# Extracted entries:
[start]

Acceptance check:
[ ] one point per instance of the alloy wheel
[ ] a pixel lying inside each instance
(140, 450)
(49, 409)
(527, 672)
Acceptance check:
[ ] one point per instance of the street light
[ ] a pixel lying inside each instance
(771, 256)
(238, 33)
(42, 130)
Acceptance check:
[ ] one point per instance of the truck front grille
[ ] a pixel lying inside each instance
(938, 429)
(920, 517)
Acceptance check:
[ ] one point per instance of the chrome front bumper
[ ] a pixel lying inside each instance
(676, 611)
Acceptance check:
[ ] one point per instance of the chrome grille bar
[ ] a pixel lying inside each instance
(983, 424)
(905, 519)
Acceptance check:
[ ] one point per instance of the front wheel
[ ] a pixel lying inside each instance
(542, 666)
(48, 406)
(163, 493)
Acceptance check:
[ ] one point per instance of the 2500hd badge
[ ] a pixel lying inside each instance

[end]

# The problem:
Shift every point coordinate in the listing above by adding 100 to both the x and y values, then reproduce all of its lines in order, the request lines included.

# Problem solution:
Acceptance check:
[ ] one point per instance of the alloy wheel
[ ] a pixel lying inside each instance
(240, 550)
(149, 509)
(627, 772)
Acceptance check:
[ ] one point per instance of the street light
[ ] a pixel lying inside each instance
(871, 356)
(338, 133)
(142, 230)
Acceptance check:
[ ] one point per instance of the truck front grille
[ ] a pixel lying inside each instance
(1038, 529)
(1020, 617)
Acceptance check:
[ ] one point per instance of the chrome front bumper
[ ] a pixel lying inside each instance
(776, 711)
Acceptance check:
[ ] one point per instance of the chrome grille bar
[ ] a pixel lying inside each instance
(1083, 524)
(1005, 619)
Acceptance check:
[ ] one point per instance of the front wheel
[ ] a pixel lying inside each instance
(642, 766)
(148, 506)
(263, 593)
Acceptance check:
[ ] one point per instance of the 2500hd badge
[ ] a pixel lying inside each instance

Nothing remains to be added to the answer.